> [Source passage]

★ ★ ★ ★ ★

2009-06-19 Thread Cedric Knight
Michael Scheidell wrote:
> Main sleaze:  as in DKIM SIGNED, NOT FORGED, SPF RECORDS MATCH, some
> with and some without knowledge and adherence to the US Federal CAN-SPAM
> laws.

> Maybe I am stuck in 1994 when (most) people respected the net.  Maybe I
> react badly when one of these main-sleaze emails makes it past our
> filters, but the good news is that they help us identify third party
> email marketing companies that aren't careful about their clients.

I see similar things, and it annoys me quite a bit too.  In Europe, the
legal situation is somewhat different, as the Privacy & Electronic
Communications Regulations (PECR) outlaw sending unsolicited email to
individuals.  As a result, what I tend to see and get complaints about
is email from valid domains with proper rDNS and SPF which either:

(a) advertise generic scams to consumers such as draws for shopping
vouchers in UK stores or and recently loans and insurance comparison,
which come from the USA with a superficial compliance with "CANSPAM".
Notably, the postal address identifying the organisation (either in the
US or an accommodation address/mailbox supposedly in the UK such as "56
Gloucester Road #215") is presented as an image.  The servers are rented
from US-based companies.  I have some meta rules based on technical
details that help quarantine most of the crap.

(b) are from UK-based registered companies and ostensibly directed to
other businesses in the UK.  Many are for worthless sales training
webinars - I don't know if they teach more people how to send lots of
spam email.  An anonymous benefactor posts a useful monthly list of
spammers and their hosts called "UK spammers activity report June 2009"
on news:news.admin.net-abuse.email, usually leading with the notoriously
annoying and stupid Communicado/Bitesize/Britain in Business.  The list
can be used to block the ranges (often /24) used by the spammers.

What is notable from that list is that most IP addresses aren't in any
BL, except sometimes APEWS and BRBL, probably because BLs have few
spamtrap addresses that the spammer would want to add - there may be
some human intervention to verify that target domains are real users
(although of course you can't really send junk in bulk unless it is
automated.)

I guess these aren't quite as "vertical" as you describe, but there is
often some attempt at targeting the spam - sometimes it's clear the
spammer has included all email addresses from a web page that mentions,
say, a particular town or industry.  My understanding of mainsleaze is
that it comes from companies you might want to buy something from until
you get their spam - what I'm describing isn't quite like that and often
operates from a PO Box/accommodation address.  There are also, as you
mention, often third-party mailers that may still even be in Habeas or
similar cleanlists, although they increasingly become infiltrated, then
dominated, by clients who abuse the network.

★ ★ ★ ★ ★

> [Information given]
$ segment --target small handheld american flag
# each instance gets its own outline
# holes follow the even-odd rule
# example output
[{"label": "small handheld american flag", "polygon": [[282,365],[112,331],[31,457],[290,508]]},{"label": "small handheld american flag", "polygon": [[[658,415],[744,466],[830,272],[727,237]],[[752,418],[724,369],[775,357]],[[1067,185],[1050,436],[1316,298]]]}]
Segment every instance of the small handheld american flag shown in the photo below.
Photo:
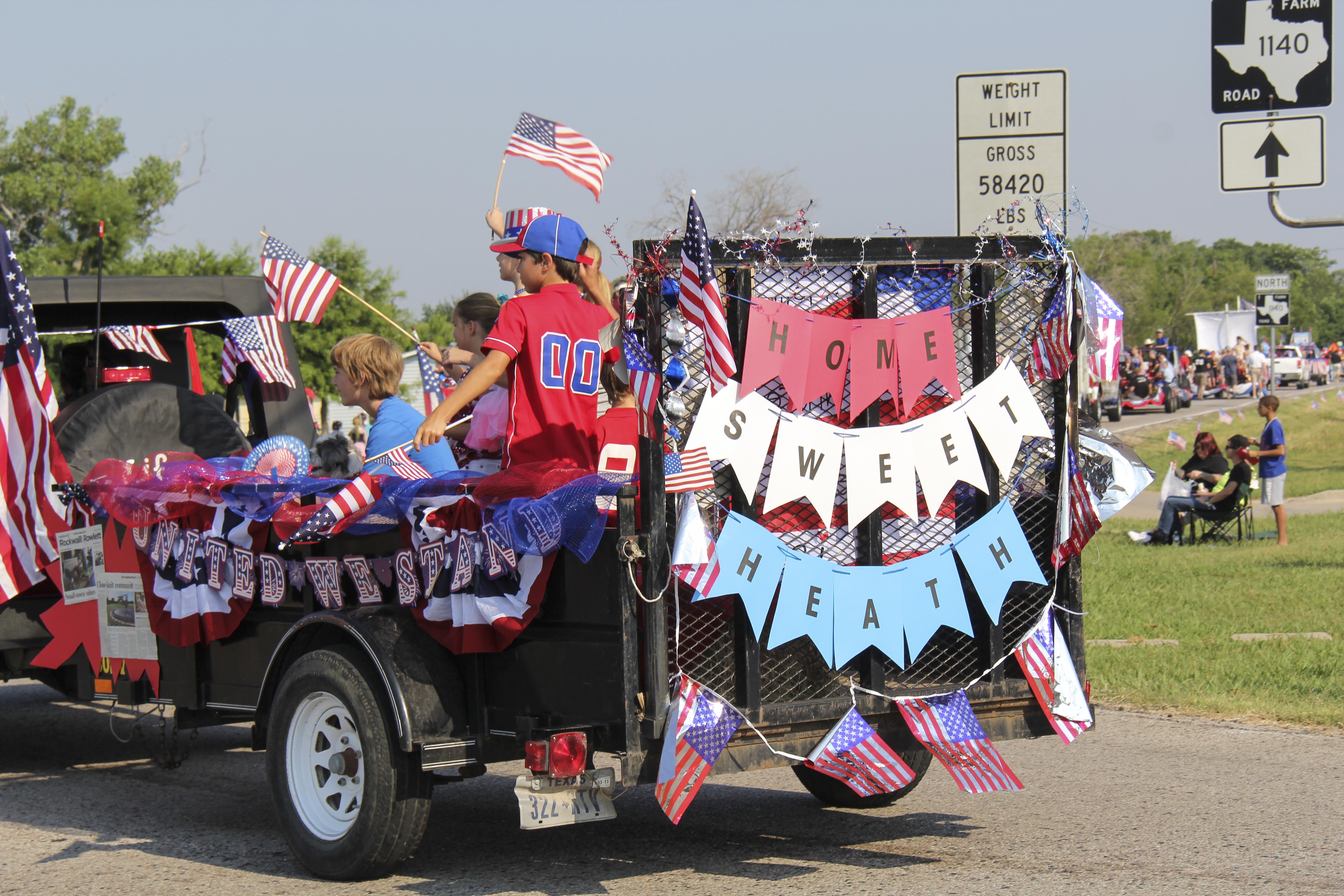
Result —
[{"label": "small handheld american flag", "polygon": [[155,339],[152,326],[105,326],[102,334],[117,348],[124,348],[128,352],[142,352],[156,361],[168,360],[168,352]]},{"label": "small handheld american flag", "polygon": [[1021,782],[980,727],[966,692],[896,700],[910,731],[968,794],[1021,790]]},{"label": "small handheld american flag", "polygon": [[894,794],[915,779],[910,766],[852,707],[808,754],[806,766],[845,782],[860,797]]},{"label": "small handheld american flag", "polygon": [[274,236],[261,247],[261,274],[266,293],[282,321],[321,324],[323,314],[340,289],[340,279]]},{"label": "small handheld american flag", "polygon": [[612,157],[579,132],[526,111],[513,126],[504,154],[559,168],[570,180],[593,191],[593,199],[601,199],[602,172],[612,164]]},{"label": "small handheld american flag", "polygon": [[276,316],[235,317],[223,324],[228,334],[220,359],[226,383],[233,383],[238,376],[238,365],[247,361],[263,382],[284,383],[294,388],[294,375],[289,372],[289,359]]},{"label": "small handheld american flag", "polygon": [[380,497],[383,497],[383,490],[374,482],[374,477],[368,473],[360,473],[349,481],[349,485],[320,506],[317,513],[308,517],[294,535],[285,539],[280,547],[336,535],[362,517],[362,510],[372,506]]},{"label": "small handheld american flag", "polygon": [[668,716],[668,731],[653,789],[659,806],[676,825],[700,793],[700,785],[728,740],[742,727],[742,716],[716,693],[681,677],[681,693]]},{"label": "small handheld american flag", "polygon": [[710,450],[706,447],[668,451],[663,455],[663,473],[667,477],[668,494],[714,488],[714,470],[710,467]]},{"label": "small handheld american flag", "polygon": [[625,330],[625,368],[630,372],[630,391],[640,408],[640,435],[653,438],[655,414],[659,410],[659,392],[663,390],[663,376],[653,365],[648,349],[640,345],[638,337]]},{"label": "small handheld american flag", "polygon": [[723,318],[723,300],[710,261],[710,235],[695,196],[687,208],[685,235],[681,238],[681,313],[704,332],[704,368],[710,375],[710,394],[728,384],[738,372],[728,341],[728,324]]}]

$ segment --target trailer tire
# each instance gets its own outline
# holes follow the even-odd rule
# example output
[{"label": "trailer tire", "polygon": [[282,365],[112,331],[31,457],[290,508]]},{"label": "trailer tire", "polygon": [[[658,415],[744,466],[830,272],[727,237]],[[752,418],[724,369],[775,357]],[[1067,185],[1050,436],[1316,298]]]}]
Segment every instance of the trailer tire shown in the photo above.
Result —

★ ★ ★ ★ ★

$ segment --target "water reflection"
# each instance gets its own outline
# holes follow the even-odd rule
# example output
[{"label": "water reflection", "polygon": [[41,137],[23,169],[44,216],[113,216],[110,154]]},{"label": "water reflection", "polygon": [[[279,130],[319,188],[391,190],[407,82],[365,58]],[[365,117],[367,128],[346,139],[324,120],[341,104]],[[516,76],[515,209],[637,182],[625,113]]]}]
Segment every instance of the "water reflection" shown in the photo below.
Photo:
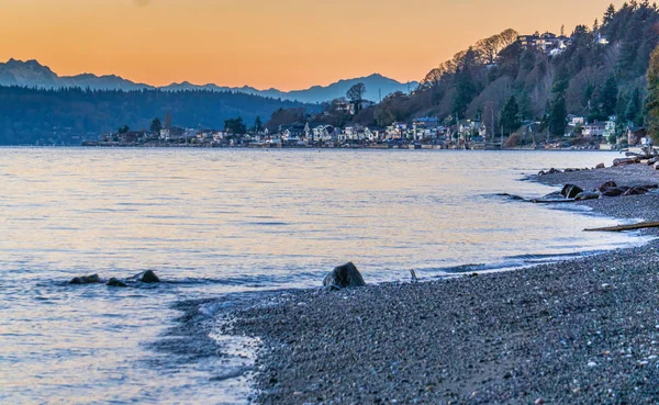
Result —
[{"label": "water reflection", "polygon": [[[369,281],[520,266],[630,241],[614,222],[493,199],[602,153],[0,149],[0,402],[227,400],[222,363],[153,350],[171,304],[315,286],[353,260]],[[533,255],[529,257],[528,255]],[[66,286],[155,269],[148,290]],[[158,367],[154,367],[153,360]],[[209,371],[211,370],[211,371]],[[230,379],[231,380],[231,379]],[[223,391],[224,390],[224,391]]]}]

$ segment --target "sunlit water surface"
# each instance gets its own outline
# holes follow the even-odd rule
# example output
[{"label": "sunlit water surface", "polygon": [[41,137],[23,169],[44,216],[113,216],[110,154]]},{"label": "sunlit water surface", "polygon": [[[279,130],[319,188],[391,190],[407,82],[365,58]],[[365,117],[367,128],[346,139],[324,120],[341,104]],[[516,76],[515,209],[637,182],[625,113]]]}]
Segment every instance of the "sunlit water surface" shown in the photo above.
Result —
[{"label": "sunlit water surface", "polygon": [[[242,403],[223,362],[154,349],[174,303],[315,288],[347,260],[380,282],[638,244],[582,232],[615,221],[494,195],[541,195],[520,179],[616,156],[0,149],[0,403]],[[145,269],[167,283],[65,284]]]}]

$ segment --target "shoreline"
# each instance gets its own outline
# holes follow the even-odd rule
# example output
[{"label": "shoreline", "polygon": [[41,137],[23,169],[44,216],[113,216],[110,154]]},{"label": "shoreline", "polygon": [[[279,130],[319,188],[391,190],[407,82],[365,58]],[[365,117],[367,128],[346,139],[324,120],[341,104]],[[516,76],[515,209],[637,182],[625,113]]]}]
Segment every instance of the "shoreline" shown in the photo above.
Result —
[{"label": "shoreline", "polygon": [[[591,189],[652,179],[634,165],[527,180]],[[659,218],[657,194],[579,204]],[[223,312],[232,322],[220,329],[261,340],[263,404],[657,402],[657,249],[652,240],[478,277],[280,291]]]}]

★ ★ ★ ★ ★

> [Questions to answer]
(1) Please repeat the stretch of the spam post from "2009-06-19 Thread Cedric" through "about their clients." word for word.
(2) Answer these questions from the spam post:
(a) Which regulations outlaw sending unsolicited email to individuals in Europe?
(b) In what form is the postal address shown in the scam emails that come from the USA?
(c) Which blocklists sometimes include the IP addresses on the UK spammers list?
The records play no part in this work.

> [Responses]
(1)
2009-06-19 Thread Cedric Knight
Michael Scheidell wrote:
> Main sleaze:  as in DKIM SIGNED, NOT FORGED, SPF RECORDS MATCH, some
> with and some without knowledge and adherence to the US Federal CAN-SPAM
> laws.

> Maybe I am stuck in 1994 when (most) people respected the net.  Maybe I
> react badly when one of these main-sleaze emails makes it past our
> filters, but the good news is that they help us identify third party
> email marketing companies that aren't careful about their clients.

(2)
(a) The Privacy & Electronic Communications Regulations (PECR)
(b) As an image
(c) APEWS and BRBL